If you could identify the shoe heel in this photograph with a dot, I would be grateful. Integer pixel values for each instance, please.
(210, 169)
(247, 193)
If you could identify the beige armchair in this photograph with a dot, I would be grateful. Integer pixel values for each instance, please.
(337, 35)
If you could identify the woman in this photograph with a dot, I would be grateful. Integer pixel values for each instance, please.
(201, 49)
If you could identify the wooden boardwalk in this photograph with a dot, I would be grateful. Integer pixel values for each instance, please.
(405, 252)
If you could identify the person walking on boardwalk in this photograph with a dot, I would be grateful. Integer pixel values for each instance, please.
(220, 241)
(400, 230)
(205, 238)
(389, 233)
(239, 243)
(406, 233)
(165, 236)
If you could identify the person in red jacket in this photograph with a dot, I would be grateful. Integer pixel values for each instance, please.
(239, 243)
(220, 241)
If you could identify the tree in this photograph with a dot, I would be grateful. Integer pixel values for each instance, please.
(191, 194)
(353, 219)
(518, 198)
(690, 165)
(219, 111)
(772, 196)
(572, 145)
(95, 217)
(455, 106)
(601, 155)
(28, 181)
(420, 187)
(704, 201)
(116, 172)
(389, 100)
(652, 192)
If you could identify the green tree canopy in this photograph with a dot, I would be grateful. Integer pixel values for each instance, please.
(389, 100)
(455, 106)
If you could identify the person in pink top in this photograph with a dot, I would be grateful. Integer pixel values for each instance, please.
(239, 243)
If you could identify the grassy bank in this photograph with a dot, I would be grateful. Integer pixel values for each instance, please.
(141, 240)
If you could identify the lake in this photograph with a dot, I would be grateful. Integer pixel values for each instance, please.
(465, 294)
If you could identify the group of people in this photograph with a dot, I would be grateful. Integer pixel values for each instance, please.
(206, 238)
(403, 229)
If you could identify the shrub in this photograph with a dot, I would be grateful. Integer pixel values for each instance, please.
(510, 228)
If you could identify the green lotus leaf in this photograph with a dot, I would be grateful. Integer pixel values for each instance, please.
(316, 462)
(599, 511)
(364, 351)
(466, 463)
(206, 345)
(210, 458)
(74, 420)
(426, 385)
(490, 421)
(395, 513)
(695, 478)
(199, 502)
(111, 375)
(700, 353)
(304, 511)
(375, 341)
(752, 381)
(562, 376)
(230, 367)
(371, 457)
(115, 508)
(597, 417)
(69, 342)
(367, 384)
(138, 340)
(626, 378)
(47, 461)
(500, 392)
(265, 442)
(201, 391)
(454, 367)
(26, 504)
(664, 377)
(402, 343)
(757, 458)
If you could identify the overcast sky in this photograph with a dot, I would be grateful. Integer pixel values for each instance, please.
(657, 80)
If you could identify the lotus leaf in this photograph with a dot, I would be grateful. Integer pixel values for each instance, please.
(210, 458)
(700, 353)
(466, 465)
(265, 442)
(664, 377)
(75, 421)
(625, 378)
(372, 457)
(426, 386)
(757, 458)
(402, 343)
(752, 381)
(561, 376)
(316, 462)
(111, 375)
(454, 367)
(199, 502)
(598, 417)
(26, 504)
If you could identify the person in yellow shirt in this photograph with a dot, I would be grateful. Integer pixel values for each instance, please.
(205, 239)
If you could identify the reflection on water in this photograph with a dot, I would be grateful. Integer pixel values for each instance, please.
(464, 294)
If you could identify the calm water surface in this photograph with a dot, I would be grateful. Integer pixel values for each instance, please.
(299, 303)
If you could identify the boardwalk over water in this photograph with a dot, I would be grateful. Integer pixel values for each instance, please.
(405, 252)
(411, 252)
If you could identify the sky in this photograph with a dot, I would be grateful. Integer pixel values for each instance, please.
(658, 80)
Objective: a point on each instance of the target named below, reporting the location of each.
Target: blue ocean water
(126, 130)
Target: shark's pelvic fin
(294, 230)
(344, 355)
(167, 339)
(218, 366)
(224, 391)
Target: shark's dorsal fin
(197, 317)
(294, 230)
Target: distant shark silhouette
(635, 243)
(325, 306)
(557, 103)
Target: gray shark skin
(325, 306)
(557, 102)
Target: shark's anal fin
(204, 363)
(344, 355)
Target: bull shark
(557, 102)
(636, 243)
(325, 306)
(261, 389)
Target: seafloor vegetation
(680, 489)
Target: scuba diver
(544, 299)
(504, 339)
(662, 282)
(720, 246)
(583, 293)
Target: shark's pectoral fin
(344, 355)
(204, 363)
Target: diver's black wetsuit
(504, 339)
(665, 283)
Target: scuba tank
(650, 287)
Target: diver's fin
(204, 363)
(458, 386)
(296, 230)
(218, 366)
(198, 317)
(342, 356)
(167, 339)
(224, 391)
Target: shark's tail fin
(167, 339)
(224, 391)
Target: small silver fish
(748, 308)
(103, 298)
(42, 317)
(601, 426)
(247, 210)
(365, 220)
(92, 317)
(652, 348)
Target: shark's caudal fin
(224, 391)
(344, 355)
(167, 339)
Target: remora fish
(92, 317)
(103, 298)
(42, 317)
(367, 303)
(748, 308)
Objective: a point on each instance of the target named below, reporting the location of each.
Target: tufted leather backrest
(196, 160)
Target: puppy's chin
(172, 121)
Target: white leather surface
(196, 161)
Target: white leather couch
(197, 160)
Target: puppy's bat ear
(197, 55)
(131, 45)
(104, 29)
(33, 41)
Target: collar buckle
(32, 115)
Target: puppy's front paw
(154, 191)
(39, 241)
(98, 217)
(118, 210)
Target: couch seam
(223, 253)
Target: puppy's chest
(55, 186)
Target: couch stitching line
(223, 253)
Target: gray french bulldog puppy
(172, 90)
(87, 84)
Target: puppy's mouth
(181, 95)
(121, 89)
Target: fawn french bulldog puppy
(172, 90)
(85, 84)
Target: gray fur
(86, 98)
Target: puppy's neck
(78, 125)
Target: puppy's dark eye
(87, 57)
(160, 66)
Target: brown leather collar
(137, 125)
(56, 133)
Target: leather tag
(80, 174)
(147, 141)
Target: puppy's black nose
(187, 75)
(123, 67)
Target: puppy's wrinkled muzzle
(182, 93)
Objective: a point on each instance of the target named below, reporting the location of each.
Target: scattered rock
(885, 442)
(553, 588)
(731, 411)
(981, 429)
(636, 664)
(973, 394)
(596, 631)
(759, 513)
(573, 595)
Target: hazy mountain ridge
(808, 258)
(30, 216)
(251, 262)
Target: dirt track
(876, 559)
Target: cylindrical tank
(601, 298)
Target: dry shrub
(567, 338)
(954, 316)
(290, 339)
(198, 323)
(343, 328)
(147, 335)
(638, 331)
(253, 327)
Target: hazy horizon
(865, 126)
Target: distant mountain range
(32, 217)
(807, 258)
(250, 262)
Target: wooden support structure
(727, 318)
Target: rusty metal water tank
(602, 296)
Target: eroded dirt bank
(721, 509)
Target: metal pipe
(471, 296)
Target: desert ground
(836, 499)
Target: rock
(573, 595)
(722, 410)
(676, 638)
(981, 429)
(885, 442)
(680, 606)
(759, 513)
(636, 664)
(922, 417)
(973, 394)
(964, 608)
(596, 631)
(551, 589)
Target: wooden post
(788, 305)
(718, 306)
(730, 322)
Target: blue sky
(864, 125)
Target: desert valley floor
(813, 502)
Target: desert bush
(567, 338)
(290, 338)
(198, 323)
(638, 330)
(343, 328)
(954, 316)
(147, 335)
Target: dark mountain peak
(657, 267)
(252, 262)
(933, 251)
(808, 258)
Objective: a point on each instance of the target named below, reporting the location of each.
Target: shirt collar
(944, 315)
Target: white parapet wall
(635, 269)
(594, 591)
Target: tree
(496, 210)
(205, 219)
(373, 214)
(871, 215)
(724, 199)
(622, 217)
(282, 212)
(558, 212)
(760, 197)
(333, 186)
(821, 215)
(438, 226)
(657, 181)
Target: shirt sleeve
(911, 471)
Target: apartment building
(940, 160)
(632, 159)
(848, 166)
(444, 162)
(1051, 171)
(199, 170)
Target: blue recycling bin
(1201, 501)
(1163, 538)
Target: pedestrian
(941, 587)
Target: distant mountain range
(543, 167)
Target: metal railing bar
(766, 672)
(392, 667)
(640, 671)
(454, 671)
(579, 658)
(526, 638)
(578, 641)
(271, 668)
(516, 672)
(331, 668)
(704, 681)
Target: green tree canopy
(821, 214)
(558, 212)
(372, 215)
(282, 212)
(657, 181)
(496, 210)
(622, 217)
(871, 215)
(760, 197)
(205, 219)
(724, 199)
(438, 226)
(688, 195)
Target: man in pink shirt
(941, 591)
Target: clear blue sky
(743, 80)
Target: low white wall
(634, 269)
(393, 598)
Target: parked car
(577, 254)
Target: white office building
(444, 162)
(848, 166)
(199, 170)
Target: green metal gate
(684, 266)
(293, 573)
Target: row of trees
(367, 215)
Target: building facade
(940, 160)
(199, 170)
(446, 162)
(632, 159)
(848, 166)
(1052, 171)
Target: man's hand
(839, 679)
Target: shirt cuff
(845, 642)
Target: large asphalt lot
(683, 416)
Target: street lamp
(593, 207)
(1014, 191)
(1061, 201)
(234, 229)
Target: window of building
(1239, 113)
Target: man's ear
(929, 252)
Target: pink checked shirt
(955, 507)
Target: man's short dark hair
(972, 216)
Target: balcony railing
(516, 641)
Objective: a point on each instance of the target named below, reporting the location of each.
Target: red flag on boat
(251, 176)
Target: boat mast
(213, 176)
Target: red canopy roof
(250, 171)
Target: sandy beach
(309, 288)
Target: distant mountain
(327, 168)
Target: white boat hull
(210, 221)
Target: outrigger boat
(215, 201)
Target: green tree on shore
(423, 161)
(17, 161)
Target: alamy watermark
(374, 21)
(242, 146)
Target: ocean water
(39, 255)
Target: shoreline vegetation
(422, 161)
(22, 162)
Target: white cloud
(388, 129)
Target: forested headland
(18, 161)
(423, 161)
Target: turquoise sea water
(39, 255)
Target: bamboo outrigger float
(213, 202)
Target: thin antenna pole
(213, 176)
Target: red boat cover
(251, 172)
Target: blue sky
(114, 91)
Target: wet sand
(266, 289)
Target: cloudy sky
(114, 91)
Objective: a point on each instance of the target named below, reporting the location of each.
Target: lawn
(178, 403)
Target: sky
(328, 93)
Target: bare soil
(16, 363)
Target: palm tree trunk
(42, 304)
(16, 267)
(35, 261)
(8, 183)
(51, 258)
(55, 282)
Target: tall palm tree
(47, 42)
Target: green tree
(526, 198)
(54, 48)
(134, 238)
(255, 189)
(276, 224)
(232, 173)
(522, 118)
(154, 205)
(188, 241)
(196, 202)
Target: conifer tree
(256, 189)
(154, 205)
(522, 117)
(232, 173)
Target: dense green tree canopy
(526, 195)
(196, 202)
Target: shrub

Work to do
In the entries above, find the line containing "Target: red canopy roof". Set down that line and every line after it through the last one, exactly and alone.

Correct answer
Target: red canopy roof
(250, 171)
Target: sandy beach
(309, 288)
Target: distant mountain
(327, 168)
Target: white boat hull
(210, 221)
Target: outrigger boat
(215, 201)
Target: green tree on shore
(423, 161)
(17, 161)
Target: alamy watermark
(374, 21)
(242, 146)
Target: ocean water
(39, 255)
Target: shoreline vegetation
(422, 161)
(22, 162)
Target: white cloud
(388, 129)
Target: forested headland
(18, 161)
(423, 161)
Target: turquoise sea water
(39, 255)
Target: bamboo outrigger float
(213, 202)
Target: thin antenna pole
(213, 176)
Target: red boat cover
(251, 172)
Target: blue sky
(114, 91)
Target: wet sand
(266, 289)
Target: cloudy sky
(114, 91)
Objective: a point on each instance of the target named below, reporting the location of each.
Target: lawn
(178, 403)
Target: sky
(328, 93)
Target: bare soil
(16, 363)
Target: palm tree trunk
(42, 304)
(16, 267)
(35, 261)
(8, 183)
(51, 258)
(55, 282)
Target: tall palm tree
(47, 42)
Target: green tree
(526, 198)
(54, 48)
(134, 238)
(255, 189)
(276, 224)
(232, 173)
(522, 118)
(154, 205)
(188, 241)
(196, 202)
Target: conifer tree
(256, 189)
(154, 205)
(522, 117)
(232, 173)
Target: dense green tree canopy
(526, 195)
(196, 202)
Target: shrub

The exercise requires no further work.